Raw records
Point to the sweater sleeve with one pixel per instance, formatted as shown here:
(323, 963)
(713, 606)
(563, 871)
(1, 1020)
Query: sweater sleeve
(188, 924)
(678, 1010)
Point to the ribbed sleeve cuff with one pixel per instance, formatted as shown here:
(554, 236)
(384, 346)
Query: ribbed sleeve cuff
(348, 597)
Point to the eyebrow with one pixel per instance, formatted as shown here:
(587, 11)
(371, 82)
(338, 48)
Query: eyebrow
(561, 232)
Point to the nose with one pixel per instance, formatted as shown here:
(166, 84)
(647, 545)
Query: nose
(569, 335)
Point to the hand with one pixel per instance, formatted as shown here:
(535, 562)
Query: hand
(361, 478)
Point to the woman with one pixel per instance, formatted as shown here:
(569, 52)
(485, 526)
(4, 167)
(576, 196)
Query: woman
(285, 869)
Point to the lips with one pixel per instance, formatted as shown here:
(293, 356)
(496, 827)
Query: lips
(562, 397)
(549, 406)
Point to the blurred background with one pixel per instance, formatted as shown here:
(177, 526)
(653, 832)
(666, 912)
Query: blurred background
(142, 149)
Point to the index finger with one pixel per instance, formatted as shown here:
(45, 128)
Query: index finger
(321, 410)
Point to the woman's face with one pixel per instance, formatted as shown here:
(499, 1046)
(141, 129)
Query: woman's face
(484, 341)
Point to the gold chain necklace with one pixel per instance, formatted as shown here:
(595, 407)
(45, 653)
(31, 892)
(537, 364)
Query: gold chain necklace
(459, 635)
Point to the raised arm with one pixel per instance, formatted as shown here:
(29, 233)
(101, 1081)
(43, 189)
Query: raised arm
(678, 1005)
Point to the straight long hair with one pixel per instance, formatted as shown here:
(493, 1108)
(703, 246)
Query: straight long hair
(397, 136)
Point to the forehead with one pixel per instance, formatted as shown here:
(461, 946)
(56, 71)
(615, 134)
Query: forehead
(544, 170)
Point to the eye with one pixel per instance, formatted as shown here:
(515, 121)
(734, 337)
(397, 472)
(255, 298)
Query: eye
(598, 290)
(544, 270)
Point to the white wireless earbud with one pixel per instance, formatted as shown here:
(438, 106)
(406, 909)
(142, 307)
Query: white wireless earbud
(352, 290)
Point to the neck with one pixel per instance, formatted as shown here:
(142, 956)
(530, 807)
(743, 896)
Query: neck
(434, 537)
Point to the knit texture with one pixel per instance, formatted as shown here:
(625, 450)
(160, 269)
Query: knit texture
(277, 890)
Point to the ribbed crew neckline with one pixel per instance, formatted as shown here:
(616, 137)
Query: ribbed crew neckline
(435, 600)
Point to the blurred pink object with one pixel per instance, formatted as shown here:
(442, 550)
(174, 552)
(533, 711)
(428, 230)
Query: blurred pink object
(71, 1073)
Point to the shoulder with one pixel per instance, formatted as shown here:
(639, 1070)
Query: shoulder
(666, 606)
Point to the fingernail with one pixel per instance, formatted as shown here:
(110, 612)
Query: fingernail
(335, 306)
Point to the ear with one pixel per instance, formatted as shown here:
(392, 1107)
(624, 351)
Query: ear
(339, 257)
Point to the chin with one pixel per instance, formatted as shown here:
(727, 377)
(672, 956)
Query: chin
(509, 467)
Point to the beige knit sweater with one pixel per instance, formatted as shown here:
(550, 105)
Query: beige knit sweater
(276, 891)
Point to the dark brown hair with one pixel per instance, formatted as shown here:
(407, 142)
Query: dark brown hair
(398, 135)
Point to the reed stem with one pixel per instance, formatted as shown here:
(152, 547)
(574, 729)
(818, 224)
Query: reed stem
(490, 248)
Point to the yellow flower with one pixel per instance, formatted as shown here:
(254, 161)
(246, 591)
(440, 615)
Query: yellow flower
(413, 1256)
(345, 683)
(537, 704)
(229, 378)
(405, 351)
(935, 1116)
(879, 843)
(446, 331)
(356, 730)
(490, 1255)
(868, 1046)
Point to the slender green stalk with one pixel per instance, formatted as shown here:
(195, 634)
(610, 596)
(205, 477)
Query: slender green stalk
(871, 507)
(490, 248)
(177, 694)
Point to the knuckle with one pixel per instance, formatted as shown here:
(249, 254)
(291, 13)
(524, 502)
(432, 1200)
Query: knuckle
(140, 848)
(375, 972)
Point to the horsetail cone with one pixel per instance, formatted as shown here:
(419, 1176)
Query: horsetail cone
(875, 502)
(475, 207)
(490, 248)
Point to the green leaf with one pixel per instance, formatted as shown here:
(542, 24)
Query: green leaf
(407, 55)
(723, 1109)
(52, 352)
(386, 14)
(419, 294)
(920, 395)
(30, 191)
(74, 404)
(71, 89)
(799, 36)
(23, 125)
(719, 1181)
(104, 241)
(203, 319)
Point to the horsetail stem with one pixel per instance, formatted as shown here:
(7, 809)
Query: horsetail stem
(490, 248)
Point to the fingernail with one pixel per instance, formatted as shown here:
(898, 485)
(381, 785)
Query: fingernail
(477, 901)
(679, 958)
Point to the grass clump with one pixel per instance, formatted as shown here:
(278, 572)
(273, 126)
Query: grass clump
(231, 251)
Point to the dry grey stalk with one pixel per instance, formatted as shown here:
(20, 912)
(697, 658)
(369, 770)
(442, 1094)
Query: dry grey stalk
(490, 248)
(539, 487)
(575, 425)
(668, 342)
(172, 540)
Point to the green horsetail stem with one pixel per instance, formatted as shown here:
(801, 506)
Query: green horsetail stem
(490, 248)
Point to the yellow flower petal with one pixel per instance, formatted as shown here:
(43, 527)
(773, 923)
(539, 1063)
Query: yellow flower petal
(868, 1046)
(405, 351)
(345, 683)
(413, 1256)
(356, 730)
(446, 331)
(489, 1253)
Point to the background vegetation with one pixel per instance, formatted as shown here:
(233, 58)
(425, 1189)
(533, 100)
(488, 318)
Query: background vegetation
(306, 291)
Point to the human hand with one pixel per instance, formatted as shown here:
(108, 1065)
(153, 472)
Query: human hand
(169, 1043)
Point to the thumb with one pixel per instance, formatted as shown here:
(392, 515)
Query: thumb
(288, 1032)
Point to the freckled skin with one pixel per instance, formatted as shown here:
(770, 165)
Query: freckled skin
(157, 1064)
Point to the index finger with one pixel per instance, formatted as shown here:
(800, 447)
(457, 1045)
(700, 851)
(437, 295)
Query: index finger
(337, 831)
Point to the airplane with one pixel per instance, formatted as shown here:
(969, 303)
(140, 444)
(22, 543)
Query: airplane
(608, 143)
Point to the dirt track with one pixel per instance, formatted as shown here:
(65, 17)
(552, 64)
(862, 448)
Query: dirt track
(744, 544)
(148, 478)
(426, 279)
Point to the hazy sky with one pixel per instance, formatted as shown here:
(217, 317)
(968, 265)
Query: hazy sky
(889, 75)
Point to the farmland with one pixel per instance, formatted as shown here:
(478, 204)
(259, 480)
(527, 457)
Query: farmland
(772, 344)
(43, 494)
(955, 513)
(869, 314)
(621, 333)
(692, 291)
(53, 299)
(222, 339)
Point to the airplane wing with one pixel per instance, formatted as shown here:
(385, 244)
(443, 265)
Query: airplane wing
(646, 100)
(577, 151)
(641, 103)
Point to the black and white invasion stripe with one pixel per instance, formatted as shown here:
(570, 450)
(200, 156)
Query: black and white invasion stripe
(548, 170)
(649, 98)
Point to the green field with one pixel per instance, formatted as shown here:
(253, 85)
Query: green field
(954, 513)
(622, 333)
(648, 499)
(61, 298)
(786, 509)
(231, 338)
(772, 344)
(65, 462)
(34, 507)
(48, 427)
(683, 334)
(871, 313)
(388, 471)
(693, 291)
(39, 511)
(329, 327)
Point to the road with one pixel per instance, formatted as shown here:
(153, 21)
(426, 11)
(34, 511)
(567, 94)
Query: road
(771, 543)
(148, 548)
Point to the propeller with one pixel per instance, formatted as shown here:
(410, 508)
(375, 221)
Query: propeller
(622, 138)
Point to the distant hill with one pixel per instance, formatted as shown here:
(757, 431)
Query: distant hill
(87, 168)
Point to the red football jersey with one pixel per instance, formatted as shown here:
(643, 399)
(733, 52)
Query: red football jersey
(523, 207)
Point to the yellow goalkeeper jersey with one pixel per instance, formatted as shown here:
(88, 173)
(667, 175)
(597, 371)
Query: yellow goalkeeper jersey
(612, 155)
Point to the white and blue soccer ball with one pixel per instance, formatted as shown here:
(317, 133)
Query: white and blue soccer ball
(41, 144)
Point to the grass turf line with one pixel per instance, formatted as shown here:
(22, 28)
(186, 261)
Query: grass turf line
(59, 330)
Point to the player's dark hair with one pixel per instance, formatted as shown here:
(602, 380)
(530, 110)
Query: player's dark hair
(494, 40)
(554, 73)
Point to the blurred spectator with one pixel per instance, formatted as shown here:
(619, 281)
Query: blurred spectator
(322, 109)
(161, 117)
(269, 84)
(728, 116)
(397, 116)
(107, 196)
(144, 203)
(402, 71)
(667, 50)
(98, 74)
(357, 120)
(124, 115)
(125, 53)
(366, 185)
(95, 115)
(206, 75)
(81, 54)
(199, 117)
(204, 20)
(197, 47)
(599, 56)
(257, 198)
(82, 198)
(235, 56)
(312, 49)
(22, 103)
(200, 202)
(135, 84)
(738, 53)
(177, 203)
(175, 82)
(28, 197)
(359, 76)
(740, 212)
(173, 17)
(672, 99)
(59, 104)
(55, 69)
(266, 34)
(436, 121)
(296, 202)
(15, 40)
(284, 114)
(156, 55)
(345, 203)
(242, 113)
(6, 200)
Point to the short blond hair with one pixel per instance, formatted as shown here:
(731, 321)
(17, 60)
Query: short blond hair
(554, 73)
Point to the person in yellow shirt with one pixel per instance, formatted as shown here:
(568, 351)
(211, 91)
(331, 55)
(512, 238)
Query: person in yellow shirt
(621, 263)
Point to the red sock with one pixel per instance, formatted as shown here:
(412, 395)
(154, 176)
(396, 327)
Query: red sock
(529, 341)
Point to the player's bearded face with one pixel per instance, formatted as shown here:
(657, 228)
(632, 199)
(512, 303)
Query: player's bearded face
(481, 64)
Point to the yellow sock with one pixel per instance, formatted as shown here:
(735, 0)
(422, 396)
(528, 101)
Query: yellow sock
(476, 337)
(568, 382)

# WHAT TO DO
Exactly as written, give again every line from the one containing "Point to the short" through the last line of the material above, and no other lines.

# TASK ANSWER
Point to the short blond hair with one pixel per instance, formatted as shown here:
(731, 321)
(17, 60)
Query: short blond hair
(554, 73)
Point to the person in yellow shirt with one pixel per instance, formatted as shown here:
(568, 351)
(211, 91)
(331, 55)
(512, 238)
Query: person in yellow shirt
(621, 263)
Point to the red sock with one pixel per instance, formatted as shown here:
(412, 395)
(154, 176)
(396, 327)
Query: red sock
(529, 341)
Point to the player's bearded face with one pixel per instance, formatted as shown here:
(657, 228)
(632, 199)
(512, 303)
Query: player's bearded face
(481, 64)
Point to the yellow sock with one pixel per instance, formatted as shown here:
(735, 0)
(422, 396)
(528, 101)
Query: yellow sock
(476, 337)
(568, 382)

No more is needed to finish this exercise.